**TESTO FORNITO:**
......
Il protocollo è nato per gestire una questione che da tre anni sta mettendo in ginocchio il tribunale lagunare, competente per l’intero Triveneto e sommerso da migliaia di ricorsi contro le decisioni con cui le commissioni territoriali (che in Veneto sono a Padova e Verona) abbiano rigettato la richiesta di protezione internazionale. Ogni giorno in tribunale arrivano decine di migranti per le udienze, la cui parte centrale è proprio la loro audizione. Farini e Chersevani hanno dunque voluto stabilire delle linee guida in particolare per ottimizzare le udienze (per esempio prevedendo che l’audizione sia condotta dal giudice senza l’intervento dell’avvocato, oppure che qualora il legale sia in ritardo quei minuti vengano sottratti all’udienza per evitare tempi morti) e anche per rispondere ad alcune preoccupazioni di magistrati e personale sul rischio sanitario, chiedendo ai difensori di segnalare in anticipo, qualora ne siano a conoscenza, l’eventuale stato di malattia del cliente (in particolar modo la tubercolosi, come già accaduto in passato), in modo da poter predisporre le contromisure adeguate: per esempio l’udienza in aule più «decentrate» o in orari meno affollati e l’uso di mascherine. Proprio quest’ultimo aspetto è stato tra i più contestati anche dal Garante nel parere reso noto ieri, in cui lo definisce «il punto di maggiore e inaccettabile criticità». «Colpisce innanzitutto l’impostazione culturale che tale disposto sembra esprimere - scrive il collegio di tre esperti guidato da Mauro Palma - Esso lede la tutela dei dati sensibili garantita dalla legge, il diritto alla riservatezza, il rispetto della dignità della persona» C’è anche un problema deontologico per gli avvocati: «La disposizione viola il rapporto di fiducia intrinseco all’esercizio del diritto di difesa e si pone in insanabile contrasto con i doveri di riservatezza e di segretezza riguardo a tutte le informazioni ricevute nello svolgimento del mandato difensivo». Viene poi sottolineata la disparità di trattamento con gli altri procedimenti, dove non viene chiesto lo stato di salute delle persone che vi partecipano.
......
**MATERIALE FORNITO:**
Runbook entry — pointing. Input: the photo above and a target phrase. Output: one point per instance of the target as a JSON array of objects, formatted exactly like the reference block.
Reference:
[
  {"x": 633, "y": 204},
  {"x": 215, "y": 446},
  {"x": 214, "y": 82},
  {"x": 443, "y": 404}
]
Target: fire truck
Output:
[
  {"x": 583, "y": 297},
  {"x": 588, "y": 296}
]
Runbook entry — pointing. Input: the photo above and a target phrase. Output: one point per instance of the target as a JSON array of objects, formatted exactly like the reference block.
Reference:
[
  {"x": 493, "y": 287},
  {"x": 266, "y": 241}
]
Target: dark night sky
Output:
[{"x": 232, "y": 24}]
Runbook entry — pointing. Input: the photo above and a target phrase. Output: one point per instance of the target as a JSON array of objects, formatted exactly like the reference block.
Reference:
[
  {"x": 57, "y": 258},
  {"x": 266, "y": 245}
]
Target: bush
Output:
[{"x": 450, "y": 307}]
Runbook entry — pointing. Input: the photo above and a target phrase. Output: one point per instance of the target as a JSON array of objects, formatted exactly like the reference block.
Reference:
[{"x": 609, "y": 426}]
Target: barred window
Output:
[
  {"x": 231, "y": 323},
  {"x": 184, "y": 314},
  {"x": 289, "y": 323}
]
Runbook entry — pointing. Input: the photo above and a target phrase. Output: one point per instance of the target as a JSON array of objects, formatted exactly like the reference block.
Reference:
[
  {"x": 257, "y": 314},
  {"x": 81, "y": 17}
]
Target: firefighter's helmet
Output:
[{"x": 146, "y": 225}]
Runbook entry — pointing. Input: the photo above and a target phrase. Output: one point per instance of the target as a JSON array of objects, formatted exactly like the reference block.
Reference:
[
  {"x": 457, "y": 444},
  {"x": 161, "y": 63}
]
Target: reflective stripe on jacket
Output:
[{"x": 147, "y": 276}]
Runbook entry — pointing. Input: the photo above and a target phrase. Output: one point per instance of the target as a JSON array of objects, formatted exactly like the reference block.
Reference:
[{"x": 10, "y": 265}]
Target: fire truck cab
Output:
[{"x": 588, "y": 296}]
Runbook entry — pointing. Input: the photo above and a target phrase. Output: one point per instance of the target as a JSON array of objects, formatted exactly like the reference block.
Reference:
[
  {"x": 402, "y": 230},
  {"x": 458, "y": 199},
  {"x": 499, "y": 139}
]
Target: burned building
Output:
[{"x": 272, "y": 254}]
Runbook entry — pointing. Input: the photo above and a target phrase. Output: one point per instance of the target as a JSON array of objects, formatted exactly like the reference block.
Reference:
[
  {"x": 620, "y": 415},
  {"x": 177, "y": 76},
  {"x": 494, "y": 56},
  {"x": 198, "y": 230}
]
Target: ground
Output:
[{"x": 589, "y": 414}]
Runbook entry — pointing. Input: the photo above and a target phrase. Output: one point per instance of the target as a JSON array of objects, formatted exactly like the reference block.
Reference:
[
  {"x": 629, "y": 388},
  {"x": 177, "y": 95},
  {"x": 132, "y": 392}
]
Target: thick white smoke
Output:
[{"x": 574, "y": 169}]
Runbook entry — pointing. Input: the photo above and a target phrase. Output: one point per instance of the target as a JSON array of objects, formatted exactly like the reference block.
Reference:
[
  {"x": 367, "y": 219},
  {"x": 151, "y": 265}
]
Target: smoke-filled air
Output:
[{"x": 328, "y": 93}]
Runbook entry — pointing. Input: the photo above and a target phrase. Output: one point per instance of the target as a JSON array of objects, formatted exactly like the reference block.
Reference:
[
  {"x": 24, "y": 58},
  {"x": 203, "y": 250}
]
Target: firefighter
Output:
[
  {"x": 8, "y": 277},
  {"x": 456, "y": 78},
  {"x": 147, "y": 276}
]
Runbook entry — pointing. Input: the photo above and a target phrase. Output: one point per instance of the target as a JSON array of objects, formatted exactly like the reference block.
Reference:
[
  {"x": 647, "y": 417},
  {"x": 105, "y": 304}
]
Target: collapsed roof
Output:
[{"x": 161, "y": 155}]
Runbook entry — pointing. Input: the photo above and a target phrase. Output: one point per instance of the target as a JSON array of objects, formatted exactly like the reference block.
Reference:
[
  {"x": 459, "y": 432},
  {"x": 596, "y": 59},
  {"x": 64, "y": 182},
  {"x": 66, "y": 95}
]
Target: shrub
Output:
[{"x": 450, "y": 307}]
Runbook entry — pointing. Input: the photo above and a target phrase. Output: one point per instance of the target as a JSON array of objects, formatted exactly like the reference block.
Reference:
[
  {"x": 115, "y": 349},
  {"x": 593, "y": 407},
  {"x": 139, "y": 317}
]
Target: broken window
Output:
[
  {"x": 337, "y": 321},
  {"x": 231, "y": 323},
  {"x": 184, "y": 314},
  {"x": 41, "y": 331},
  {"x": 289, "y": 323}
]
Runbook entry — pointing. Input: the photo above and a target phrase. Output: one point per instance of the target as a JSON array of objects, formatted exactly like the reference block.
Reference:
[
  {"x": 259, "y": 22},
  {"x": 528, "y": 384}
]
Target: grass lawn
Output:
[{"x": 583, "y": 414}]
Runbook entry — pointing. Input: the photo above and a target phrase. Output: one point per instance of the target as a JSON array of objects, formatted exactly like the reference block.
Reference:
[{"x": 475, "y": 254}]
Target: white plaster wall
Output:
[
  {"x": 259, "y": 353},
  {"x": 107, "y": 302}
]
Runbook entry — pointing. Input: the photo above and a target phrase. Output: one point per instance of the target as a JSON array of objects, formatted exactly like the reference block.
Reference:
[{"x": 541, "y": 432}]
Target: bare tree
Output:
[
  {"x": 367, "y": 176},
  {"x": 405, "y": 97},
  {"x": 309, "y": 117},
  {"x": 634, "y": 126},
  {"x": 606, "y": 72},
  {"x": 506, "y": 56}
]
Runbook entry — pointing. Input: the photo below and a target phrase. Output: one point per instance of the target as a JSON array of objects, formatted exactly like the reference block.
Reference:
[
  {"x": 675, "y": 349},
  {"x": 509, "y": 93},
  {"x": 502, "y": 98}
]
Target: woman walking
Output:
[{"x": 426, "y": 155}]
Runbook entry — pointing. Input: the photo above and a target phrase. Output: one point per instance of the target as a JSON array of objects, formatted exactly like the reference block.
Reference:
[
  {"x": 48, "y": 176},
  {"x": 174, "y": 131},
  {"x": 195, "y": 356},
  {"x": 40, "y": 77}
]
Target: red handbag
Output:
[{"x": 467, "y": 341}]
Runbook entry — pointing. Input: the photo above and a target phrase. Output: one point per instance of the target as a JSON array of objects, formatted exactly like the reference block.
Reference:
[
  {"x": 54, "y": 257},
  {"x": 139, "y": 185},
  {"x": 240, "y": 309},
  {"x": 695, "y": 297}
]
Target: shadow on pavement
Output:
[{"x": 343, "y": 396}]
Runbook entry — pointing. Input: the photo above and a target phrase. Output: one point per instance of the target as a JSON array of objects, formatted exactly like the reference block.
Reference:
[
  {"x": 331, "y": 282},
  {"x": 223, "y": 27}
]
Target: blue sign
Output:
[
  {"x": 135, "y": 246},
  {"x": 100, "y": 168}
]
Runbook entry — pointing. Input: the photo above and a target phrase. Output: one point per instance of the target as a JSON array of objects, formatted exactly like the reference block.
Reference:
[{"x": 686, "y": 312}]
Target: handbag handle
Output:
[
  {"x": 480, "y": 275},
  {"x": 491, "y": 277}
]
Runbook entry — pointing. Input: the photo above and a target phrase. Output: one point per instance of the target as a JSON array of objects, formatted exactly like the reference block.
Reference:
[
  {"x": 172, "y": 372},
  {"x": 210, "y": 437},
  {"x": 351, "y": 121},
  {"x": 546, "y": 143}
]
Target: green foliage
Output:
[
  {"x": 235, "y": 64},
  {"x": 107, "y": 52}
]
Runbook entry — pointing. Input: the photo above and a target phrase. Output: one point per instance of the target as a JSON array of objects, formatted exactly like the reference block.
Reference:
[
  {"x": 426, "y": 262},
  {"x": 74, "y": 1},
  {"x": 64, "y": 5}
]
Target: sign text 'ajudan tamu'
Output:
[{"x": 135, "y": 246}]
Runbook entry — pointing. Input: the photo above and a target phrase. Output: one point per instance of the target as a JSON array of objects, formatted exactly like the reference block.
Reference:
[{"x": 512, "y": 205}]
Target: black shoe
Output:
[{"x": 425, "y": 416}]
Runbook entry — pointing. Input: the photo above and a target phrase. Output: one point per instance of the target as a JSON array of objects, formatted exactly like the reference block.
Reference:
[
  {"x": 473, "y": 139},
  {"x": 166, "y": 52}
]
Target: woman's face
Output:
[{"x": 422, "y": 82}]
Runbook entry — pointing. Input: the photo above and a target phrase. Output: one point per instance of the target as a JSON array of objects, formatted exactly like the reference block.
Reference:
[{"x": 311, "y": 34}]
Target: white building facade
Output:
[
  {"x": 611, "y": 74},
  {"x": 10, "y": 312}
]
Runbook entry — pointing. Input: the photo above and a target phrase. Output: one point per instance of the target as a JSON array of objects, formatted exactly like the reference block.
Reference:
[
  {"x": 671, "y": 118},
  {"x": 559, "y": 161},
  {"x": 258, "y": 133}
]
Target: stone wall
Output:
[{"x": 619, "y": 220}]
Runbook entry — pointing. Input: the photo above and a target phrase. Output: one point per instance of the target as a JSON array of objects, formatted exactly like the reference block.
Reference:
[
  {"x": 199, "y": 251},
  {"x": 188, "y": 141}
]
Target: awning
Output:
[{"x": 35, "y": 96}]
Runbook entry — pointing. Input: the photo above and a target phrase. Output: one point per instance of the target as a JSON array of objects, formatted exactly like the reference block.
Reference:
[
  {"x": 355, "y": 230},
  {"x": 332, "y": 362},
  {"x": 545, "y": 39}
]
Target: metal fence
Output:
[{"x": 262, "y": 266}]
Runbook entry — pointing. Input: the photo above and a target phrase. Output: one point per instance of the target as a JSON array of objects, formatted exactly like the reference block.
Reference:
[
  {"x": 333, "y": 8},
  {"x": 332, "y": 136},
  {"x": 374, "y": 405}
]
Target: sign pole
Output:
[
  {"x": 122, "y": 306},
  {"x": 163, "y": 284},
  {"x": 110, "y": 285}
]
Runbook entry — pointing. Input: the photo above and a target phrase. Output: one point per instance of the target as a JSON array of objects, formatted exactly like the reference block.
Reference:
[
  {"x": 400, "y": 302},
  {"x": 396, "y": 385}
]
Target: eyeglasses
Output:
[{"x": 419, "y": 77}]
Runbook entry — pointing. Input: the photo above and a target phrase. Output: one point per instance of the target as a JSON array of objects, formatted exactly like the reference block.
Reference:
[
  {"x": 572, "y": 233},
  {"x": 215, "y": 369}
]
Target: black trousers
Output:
......
**COMPITO DA SVOLGERE 1:** Secondo il testo sul protocollo del tribunale, in quali città hanno sede le commissioni territoriali del Veneto?
**COMPITO DA SVOLGERE 2:** Prosegui il testo sul protocollo del tribunale, partendo subito dopo la sua ultima frase.
Per questo lavoro i dati non servono.

**RISPOSTA SCRITTA 1:** A Padova e a Verona.

**RISPOSTA SCRITTA 2:**
«Abbiamo già risposto a tutte le questioni sollevate, spiegando che ci sono delle norme precise sul diritto alla salute, mi dispiace che ci sia ancora qualcuno che vuole strumentalizzare la questione - afferma Chersevani - Io ritengo che sia stato un accordo fatto nell’interesse del migrante». Ora però è sceso in campo il ministero. «Se ci chiederanno spiegazioni non faremo altro che girare quelle che avevamo già dato - continua - Se ci chiederanno delle modifiche le valuteremo. Credo però che qui a Venezia ci siano problemi ben più gravi di cui nessuno parla, tipo il Giudice di pace allo sbando».
In realtà il Garante ha letto anche la replica e critica pure quella. «La prevalenza di “esigenze di salute pubblica” viene legittimata con il richiamo del tutto improprio a fonti sovranazionali - conclude - Queste ammettono esplicitamente e tassativamente la possibilità di restrizioni eccezionali e specifiche all’esercizio dei diritti, contemplate esclusivamente in forza di legge. Non di un Protocollo che indica regole meramente organizzative».